• [Work to complete]:
Rewrite the lines below as a numbered list, leaving out any blank lines, starting with the line that contains "Sample: x=358, y=42." and going on through the line that contains "x=210, y=157". Include only those lines.

• [Dataset rows]:

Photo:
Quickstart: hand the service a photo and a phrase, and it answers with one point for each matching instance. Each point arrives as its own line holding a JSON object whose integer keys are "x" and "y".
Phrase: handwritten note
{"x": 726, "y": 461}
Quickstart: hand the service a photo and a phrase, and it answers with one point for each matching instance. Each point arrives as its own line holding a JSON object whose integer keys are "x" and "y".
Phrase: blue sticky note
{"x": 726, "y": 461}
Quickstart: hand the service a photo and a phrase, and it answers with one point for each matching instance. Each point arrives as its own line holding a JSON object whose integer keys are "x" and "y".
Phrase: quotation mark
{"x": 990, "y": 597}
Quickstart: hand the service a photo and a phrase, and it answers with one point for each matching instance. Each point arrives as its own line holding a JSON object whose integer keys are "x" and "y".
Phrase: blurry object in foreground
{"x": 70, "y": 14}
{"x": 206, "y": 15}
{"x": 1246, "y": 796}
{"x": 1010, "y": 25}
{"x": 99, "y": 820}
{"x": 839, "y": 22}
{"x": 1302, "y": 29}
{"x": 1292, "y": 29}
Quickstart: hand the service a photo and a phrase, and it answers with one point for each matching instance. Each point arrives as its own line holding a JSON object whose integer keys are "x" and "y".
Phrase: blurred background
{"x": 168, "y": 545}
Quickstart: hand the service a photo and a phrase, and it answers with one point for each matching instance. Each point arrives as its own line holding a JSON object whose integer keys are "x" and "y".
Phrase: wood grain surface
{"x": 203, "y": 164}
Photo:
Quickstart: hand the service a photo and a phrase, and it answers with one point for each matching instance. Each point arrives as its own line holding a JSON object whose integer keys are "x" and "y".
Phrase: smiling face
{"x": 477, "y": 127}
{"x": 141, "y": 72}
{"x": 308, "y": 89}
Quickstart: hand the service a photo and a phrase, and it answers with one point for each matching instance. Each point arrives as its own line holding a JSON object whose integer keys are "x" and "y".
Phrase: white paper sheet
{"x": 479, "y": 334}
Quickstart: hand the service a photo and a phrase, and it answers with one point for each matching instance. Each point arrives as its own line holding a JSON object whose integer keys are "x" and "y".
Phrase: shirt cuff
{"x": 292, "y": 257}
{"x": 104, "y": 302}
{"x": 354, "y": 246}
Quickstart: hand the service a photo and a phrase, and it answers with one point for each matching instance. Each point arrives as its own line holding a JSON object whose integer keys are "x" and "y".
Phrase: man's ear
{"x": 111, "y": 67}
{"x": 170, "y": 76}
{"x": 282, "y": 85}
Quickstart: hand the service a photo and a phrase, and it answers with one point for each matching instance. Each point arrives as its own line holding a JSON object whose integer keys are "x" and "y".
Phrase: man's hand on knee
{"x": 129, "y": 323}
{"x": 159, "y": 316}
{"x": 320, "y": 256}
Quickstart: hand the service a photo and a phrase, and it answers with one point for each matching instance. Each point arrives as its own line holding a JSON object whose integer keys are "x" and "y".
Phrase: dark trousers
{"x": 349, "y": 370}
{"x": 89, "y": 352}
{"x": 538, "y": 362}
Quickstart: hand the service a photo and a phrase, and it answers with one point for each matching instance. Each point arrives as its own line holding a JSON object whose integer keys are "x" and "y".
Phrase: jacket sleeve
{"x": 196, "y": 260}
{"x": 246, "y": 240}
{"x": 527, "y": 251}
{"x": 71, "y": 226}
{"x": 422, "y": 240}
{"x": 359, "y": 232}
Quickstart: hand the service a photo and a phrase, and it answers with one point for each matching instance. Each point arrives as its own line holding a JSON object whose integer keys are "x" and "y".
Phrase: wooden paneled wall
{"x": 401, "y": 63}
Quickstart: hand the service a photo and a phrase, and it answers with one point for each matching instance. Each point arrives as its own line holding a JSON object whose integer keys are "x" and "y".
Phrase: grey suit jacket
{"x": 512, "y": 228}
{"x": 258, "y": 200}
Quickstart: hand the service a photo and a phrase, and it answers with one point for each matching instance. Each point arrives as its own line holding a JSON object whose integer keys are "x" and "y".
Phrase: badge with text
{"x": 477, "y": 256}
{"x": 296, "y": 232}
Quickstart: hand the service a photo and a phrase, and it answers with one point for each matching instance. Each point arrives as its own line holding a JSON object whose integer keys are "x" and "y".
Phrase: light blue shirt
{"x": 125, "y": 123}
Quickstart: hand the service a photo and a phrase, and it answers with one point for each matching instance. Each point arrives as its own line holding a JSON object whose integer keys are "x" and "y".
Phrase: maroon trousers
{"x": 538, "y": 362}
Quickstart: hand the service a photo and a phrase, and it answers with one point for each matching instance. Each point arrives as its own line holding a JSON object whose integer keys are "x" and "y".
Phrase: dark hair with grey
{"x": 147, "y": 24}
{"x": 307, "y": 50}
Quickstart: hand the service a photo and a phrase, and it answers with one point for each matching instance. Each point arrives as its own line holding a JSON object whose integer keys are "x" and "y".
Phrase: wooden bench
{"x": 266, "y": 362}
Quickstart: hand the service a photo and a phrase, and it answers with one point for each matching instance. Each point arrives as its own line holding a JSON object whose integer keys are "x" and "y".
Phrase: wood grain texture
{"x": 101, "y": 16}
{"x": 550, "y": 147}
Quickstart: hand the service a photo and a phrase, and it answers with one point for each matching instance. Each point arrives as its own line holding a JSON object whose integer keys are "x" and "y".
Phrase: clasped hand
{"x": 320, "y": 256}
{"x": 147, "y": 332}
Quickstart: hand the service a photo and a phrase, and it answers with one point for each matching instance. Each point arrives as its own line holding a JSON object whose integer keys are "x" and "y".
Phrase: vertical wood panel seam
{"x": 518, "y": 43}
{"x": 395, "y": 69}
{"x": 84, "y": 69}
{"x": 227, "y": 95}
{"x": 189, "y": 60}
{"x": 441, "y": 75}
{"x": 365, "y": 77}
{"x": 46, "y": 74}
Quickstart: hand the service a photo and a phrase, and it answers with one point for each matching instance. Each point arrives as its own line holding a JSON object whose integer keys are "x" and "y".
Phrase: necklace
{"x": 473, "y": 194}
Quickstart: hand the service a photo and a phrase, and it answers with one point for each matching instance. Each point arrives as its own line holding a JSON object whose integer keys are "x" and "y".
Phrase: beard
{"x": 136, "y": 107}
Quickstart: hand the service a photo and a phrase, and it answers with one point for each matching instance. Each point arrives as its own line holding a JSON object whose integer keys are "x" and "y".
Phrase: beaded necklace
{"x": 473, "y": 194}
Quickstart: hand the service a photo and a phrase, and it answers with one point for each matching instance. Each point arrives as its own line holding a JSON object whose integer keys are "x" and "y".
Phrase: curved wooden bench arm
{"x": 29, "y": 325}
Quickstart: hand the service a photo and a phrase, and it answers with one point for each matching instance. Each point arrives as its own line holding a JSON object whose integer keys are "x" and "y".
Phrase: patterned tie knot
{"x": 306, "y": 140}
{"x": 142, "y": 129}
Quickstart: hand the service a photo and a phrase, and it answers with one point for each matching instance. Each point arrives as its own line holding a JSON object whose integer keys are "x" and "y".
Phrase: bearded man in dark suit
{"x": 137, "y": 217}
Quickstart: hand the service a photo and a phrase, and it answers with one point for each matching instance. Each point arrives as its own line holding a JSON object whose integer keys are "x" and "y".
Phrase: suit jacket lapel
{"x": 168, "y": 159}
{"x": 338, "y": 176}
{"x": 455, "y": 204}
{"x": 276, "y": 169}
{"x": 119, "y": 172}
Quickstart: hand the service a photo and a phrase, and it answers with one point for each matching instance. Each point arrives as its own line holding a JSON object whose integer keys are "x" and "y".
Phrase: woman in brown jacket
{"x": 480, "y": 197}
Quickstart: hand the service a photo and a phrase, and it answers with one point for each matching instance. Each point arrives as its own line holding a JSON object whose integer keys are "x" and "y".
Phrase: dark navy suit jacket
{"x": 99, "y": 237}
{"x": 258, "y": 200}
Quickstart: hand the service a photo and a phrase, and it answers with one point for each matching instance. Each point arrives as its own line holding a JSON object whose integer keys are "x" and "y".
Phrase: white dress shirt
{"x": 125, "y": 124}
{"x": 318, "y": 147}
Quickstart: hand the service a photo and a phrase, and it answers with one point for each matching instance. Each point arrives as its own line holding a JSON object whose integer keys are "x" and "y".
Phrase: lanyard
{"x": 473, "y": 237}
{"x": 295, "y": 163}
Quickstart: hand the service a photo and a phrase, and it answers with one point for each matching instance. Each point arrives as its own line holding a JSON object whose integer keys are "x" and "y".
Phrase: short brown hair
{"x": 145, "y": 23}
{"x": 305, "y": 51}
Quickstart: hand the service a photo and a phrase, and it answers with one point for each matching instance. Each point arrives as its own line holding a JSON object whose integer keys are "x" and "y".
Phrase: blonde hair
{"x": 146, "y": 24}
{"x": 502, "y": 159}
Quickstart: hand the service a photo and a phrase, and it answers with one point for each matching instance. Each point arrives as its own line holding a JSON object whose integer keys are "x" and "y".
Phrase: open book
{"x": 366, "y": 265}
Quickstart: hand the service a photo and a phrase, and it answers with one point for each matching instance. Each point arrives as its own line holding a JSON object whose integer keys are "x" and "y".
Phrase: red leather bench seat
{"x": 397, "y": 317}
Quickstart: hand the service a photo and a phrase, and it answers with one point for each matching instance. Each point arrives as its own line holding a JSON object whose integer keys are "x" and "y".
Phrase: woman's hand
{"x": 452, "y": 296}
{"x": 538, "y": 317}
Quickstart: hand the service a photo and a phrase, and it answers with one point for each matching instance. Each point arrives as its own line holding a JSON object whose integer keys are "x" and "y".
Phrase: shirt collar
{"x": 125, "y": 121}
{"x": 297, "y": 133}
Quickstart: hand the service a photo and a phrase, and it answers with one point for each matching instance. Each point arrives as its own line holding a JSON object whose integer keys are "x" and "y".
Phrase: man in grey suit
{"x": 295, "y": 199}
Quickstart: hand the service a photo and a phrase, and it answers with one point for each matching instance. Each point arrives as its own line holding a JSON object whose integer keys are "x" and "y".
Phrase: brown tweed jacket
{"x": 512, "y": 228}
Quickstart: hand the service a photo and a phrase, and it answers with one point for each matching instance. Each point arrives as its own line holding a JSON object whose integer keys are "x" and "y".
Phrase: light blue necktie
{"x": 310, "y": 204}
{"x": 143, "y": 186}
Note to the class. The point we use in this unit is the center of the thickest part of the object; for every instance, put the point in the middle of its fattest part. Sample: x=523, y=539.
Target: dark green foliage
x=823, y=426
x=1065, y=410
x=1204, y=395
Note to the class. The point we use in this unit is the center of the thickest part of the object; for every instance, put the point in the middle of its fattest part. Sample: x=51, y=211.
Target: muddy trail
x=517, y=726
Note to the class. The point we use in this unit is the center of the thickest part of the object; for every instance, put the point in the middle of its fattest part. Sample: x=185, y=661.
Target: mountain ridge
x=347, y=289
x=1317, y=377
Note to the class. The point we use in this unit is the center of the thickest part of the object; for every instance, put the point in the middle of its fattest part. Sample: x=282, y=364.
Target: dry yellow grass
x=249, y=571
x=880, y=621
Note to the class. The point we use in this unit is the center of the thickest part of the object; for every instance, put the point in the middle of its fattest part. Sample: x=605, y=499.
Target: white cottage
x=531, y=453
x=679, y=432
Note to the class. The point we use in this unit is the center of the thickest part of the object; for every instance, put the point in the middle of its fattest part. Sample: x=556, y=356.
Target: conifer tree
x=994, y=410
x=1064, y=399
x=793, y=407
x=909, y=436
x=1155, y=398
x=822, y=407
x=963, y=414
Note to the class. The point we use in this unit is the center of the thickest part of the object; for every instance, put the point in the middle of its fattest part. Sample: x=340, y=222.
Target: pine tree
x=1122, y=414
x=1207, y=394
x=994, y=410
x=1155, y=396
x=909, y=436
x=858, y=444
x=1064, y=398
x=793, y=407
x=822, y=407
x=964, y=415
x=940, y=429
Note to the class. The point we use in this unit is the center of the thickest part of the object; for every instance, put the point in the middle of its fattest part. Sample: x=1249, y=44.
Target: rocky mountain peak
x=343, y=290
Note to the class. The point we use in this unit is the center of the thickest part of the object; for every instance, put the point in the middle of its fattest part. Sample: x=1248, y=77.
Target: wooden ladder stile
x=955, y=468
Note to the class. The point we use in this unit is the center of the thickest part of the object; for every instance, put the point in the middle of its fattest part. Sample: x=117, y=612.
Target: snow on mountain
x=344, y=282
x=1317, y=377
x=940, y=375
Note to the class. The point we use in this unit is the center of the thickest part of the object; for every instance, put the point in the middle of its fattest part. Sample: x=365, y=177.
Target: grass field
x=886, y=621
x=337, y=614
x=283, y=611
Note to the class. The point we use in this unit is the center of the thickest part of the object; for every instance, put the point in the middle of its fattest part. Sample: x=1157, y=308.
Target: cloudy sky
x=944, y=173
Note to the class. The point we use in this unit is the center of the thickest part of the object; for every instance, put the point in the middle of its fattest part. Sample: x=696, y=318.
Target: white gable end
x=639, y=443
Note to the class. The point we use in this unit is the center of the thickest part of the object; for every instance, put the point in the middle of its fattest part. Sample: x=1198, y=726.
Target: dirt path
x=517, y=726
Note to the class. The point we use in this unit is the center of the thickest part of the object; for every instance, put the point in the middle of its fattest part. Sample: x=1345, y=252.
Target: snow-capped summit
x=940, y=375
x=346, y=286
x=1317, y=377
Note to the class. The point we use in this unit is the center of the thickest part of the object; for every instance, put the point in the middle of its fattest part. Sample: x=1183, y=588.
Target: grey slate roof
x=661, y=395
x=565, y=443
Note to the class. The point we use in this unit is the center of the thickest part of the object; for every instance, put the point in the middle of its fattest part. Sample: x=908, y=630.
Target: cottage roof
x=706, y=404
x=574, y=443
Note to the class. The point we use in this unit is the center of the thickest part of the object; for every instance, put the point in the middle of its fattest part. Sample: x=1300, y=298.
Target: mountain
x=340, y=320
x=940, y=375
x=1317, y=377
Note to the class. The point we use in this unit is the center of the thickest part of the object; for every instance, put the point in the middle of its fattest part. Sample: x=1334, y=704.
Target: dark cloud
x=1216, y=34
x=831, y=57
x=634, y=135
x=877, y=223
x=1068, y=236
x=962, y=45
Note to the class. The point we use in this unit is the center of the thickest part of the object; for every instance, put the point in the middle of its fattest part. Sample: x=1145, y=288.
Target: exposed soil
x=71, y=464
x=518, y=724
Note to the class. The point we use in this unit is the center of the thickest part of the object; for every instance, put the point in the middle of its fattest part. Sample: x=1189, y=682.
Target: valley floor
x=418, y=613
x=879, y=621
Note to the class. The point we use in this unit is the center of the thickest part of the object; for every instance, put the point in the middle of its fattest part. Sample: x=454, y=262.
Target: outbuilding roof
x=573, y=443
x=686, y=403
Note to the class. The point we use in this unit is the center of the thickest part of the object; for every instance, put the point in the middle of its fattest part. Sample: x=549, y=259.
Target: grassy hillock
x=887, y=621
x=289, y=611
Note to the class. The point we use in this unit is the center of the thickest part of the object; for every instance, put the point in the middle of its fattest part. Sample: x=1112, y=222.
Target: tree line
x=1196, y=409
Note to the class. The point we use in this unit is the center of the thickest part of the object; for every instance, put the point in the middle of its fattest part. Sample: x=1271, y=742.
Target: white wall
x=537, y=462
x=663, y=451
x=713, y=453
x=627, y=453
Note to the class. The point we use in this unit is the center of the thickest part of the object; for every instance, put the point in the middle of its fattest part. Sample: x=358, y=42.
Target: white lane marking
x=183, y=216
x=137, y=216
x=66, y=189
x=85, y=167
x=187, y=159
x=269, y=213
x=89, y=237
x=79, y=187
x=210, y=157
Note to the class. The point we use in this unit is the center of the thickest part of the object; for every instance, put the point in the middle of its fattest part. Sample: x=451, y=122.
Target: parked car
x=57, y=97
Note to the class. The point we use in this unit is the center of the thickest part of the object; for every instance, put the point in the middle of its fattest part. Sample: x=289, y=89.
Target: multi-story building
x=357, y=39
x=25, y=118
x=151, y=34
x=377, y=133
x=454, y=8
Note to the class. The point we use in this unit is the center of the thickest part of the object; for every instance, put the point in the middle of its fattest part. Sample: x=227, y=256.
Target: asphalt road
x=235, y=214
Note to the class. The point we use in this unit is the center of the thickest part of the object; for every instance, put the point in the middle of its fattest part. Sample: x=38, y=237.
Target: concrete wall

• [Exercise result]:
1. Note to the class. The point we use in this unit is the center of the thickest part of the object; for every instance, put the point in the middle of its fattest part. Sample: x=358, y=42.
2. Target: white lane marking
3. x=183, y=216
4. x=137, y=216
5. x=66, y=189
6. x=85, y=167
7. x=187, y=159
8. x=269, y=213
9. x=89, y=237
10. x=79, y=187
11. x=210, y=157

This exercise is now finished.